● **Given problem**
Could you output every one of the rows below unchanged, line for line?

Dataset entries
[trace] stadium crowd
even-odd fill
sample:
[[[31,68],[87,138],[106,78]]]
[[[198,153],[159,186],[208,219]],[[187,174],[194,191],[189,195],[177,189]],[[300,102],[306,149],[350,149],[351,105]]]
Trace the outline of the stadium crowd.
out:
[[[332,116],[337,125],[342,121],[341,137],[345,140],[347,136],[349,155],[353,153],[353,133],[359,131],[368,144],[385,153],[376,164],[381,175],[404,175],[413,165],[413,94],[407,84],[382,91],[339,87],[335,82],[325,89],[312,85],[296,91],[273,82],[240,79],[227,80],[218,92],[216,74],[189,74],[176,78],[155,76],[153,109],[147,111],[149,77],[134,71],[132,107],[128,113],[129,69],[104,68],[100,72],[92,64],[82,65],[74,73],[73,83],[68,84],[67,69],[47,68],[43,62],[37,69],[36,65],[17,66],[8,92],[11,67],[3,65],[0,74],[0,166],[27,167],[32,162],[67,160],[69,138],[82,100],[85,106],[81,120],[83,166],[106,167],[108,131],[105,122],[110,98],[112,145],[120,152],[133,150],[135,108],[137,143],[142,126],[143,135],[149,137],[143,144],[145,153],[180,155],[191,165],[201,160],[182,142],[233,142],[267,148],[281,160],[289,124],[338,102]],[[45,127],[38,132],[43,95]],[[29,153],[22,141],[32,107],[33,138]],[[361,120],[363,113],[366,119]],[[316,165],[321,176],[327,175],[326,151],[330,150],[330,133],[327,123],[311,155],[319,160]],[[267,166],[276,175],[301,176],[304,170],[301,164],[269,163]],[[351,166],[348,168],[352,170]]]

● **Solution**
[trace] stadium crowd
even-odd fill
sample:
[[[31,68],[87,138],[106,78]]]
[[[198,153],[159,186],[208,219]],[[187,174],[194,191],[189,195],[177,189]],[[300,102],[306,149],[350,149],[351,105]]]
Trace the outline of the stadium crowd.
out:
[[[332,116],[337,125],[342,121],[341,137],[345,140],[347,136],[349,155],[353,153],[353,133],[359,131],[368,144],[385,153],[376,164],[381,175],[404,175],[413,165],[413,94],[407,84],[382,91],[339,87],[335,82],[325,89],[312,85],[296,91],[273,82],[240,79],[227,80],[218,92],[216,74],[189,74],[176,78],[155,76],[153,109],[147,111],[149,77],[134,71],[132,107],[128,113],[129,69],[104,68],[100,72],[92,64],[82,65],[74,73],[73,83],[68,84],[67,69],[47,68],[43,62],[37,69],[36,65],[17,66],[8,92],[11,67],[3,65],[0,74],[0,166],[27,167],[32,162],[67,160],[69,138],[82,100],[85,106],[81,120],[83,166],[106,167],[108,131],[105,122],[110,98],[112,145],[120,152],[133,150],[135,108],[137,143],[142,126],[143,135],[149,137],[143,144],[145,153],[180,155],[191,165],[201,160],[182,142],[233,142],[267,148],[281,160],[289,124],[338,102]],[[45,127],[38,132],[43,95]],[[29,153],[22,141],[32,107],[33,138]],[[361,120],[363,113],[366,119]],[[316,165],[321,176],[327,175],[326,151],[330,150],[330,133],[327,123],[311,155],[319,160]],[[267,166],[276,175],[301,176],[304,170],[301,164],[269,163]],[[351,166],[348,168],[352,170]]]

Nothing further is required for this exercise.